What is being asked: Extract the items below line for line, without changing a character, and leave the pictures out.

Supplied entries:
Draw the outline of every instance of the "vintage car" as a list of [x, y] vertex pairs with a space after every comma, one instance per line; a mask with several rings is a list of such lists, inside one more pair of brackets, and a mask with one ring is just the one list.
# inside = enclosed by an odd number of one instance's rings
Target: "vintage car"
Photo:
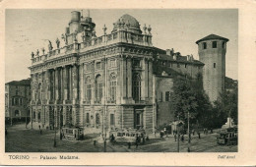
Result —
[[143, 142], [146, 139], [146, 132], [145, 130], [136, 129], [115, 130], [109, 132], [109, 138], [110, 141], [113, 142]]
[[227, 145], [237, 144], [237, 129], [225, 129], [219, 132], [217, 143]]
[[67, 139], [79, 140], [84, 139], [84, 129], [82, 128], [62, 128], [62, 137]]

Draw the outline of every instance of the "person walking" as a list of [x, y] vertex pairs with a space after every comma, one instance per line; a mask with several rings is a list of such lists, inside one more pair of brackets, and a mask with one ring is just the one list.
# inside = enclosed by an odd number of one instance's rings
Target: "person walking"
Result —
[[184, 142], [184, 135], [181, 136], [181, 141]]

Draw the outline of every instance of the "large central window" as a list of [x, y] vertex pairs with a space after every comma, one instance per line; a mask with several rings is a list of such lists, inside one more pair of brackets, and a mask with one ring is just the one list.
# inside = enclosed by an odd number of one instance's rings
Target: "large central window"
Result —
[[91, 78], [87, 77], [86, 79], [86, 99], [90, 101], [92, 98], [92, 84], [91, 84]]
[[96, 100], [100, 101], [102, 98], [102, 77], [97, 75], [96, 78]]
[[110, 75], [110, 90], [109, 95], [111, 100], [116, 100], [116, 76]]
[[141, 76], [138, 73], [133, 75], [133, 99], [135, 101], [141, 99]]

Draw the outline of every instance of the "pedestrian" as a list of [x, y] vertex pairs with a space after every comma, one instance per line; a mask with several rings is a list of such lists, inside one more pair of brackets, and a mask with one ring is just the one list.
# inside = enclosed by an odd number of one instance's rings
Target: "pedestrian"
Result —
[[139, 137], [138, 136], [136, 136], [136, 142], [135, 142], [135, 144], [136, 144], [136, 148], [138, 148], [138, 145], [139, 145]]
[[181, 136], [181, 141], [184, 142], [184, 135]]
[[162, 138], [163, 137], [163, 131], [160, 131], [160, 138]]
[[131, 148], [131, 142], [128, 142], [128, 149]]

Exercise response:
Draw the outline of every instance of the "vintage car" as a list of [x, y] vertex pairs with a space after every comma, one instance per line; a mask with several rings is a list of such lists, inside one more pair of brackets, and a mask with one ring is just the one list.
# inside = enclosed by an odd number of one instance's rings
Target: "vintage car"
Photo:
Result —
[[143, 142], [146, 139], [146, 132], [145, 130], [136, 129], [115, 130], [109, 132], [109, 138], [110, 141], [113, 142]]
[[227, 145], [237, 144], [237, 129], [225, 129], [219, 132], [217, 143]]
[[67, 139], [79, 140], [84, 139], [84, 129], [82, 128], [62, 128], [62, 137]]

Draw the outline of every instance of the "person walking" as a list of [x, y] vertex pairs with a space after every comma, one instance per line; a mask with several rings is a list of such lists, inside one more pair of brackets, and a mask with one ring is just the one list.
# inside = enclosed by an odd number of one instance's rings
Target: "person walking"
Result —
[[184, 142], [184, 135], [181, 136], [181, 141]]

Draw the outline of every instance of the "large central window" as a list of [x, y] vertex pairs with a space after every comma, one instance per line; a mask with several rings is a list of such lists, inside one more pair of brackets, and a mask with one ring is just the one list.
# inside = enclosed by an odd number of one instance's rings
Target: "large central window"
Result —
[[91, 78], [87, 77], [86, 79], [86, 99], [90, 101], [92, 98], [92, 84], [91, 84]]
[[96, 100], [100, 101], [102, 98], [102, 77], [97, 75], [96, 78]]
[[110, 75], [110, 90], [109, 95], [111, 100], [116, 100], [116, 76]]
[[141, 76], [138, 73], [133, 75], [133, 99], [135, 101], [141, 99]]

Draw the outline of every instance of the "pedestrian" as a list of [x, y] vertex pairs with a space after every comma, one instance per line; a mask with several rings is a list of such lists, inside one more pair of brackets, and a mask with one ring is just the one list.
# inside = enclosed by an odd number of one instance's rings
Target: "pedestrian"
Result —
[[139, 137], [138, 136], [136, 136], [136, 142], [135, 142], [135, 144], [136, 144], [136, 148], [138, 148], [138, 145], [139, 145]]
[[181, 136], [181, 141], [184, 142], [184, 135]]
[[162, 138], [163, 137], [163, 131], [160, 131], [160, 138]]
[[131, 148], [131, 142], [128, 142], [128, 149]]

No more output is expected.